Rewrite all of the records, changing every "Target" to "Label" and leaving everything else as it is.
------------------------------------
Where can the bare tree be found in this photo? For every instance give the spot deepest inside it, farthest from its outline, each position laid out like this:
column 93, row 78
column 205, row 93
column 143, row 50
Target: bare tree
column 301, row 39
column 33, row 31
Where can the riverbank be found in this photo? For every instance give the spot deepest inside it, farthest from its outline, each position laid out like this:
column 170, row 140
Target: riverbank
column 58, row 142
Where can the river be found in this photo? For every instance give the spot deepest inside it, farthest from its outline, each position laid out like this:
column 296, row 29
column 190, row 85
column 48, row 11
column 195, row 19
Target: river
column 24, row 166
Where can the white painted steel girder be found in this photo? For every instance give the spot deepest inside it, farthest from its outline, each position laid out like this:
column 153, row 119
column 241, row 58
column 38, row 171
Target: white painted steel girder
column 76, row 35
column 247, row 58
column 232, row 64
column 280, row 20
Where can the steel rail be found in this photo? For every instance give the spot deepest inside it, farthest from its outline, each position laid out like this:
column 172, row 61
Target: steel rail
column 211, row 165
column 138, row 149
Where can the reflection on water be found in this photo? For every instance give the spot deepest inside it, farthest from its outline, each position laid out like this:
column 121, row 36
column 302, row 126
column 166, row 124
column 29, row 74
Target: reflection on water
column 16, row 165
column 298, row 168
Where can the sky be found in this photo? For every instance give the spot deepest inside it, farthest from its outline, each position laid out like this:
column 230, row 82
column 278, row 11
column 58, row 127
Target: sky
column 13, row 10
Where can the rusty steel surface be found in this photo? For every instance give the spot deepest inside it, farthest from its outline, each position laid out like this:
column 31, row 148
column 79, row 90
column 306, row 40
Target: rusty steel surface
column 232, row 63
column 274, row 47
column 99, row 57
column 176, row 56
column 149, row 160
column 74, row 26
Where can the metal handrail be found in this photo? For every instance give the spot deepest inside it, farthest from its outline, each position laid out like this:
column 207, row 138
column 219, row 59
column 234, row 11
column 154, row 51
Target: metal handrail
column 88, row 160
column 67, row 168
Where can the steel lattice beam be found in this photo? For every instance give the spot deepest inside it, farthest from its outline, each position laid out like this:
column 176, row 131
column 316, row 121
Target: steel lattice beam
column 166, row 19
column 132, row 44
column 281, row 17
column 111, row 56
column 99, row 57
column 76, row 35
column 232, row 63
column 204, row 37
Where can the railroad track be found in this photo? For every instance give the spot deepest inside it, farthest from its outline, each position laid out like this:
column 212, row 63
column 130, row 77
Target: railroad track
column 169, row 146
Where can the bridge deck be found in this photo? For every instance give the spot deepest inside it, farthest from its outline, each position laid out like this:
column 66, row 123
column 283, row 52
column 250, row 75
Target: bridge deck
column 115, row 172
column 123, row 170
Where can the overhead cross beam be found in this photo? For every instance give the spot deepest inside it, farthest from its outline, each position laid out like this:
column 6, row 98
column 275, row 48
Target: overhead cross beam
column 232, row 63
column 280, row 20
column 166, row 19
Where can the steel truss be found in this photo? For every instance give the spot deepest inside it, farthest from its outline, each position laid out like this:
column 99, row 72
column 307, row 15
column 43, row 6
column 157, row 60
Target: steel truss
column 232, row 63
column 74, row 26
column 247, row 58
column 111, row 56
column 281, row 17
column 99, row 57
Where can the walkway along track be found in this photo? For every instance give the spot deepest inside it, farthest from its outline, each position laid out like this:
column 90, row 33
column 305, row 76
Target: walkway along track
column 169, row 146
------------------------------------
◆ Exercise solution
Where can the bare tree be found in this photo? For every instance give the spot deepest inside it, farthest from its outline, each position laid out like this:
column 93, row 78
column 205, row 93
column 143, row 50
Label: bare tree
column 301, row 39
column 33, row 31
Where can the riverbank be found in this photo? For every instance give the spot deepest inside it, farthest from its outline, each position laid out like this:
column 170, row 140
Label: riverbank
column 58, row 142
Where can the river be found in this photo? For every instance give the spot deepest inside it, farthest from its outline, each position laid out like this:
column 296, row 29
column 190, row 85
column 48, row 11
column 195, row 19
Label: river
column 24, row 166
Where can the white painted steel girder be found in this photo? For every instance give the spot deepest inside it, farthest from its outline, each position laid out like this:
column 153, row 119
column 241, row 58
column 38, row 171
Label: white painted steel girder
column 76, row 35
column 247, row 58
column 232, row 64
column 280, row 20
Where can the steel rail be found in this photo? For every instance give the spot deepest inside it, farthest from its outline, each position laid out like this:
column 172, row 61
Label: steel rail
column 211, row 165
column 138, row 149
Where can the reflection on water be found in this photo? For every instance give the spot deepest inside it, farthest from its outline, each position laid out like this:
column 121, row 36
column 302, row 126
column 166, row 124
column 29, row 74
Label: reflection on water
column 16, row 165
column 298, row 168
Where can the sky be found in this photo? For every instance give the spot deepest inside it, farthest from its outline, each position laid out like this:
column 230, row 82
column 278, row 11
column 58, row 127
Label: sky
column 13, row 10
Where can the rusty steel surface be found in this photo? For every instance give the spot deepest inside it, farthest from its outline, each position laid out like this:
column 31, row 148
column 79, row 90
column 306, row 40
Label: rusty steel surface
column 232, row 63
column 274, row 47
column 99, row 57
column 176, row 56
column 149, row 160
column 74, row 26
Where can the metal handrail be found in this photo? For every instance give the spot deepest inside it, farthest from its outline, each position laid out like this:
column 207, row 138
column 219, row 59
column 234, row 11
column 154, row 51
Label: metal handrail
column 88, row 160
column 67, row 168
Where can the steel lattice beam be found in this photo? For every instance give the spot deepest inside it, farthest from its outline, each position laid out like this:
column 176, row 131
column 316, row 121
Label: steel lattice beam
column 166, row 19
column 132, row 44
column 281, row 17
column 111, row 56
column 99, row 57
column 76, row 35
column 232, row 63
column 204, row 37
Where can the railroad track be found in this photo? For every instance give the spot deepest inside it, farthest from its outline, each position laid out like this:
column 212, row 63
column 130, row 77
Label: railroad track
column 169, row 146
Where can the bridge deck be found in this photo? For every instance give the spot deepest inside it, farthest from its outline, each position laid out like this:
column 66, row 123
column 283, row 52
column 250, row 75
Label: bridge deck
column 115, row 172
column 123, row 170
Where can the overhead cross beam be found in this photo? For every instance give the spot deepest inside it, farthest from its outline, each position laid out like this:
column 6, row 98
column 275, row 48
Label: overhead cross beam
column 232, row 63
column 280, row 20
column 166, row 19
Where can the steel truss be found in this photo? For every instance give the spot deepest inside it, farthest from its outline, each position laid out like this:
column 99, row 72
column 307, row 15
column 43, row 6
column 157, row 60
Label: steel truss
column 232, row 63
column 74, row 26
column 247, row 58
column 111, row 56
column 281, row 17
column 99, row 57
Where can the walkway along track be found in this photo? For every instance give the spot deepest inside it, farthest from its outline, each position laid out like this:
column 90, row 33
column 305, row 76
Label: walkway along track
column 169, row 146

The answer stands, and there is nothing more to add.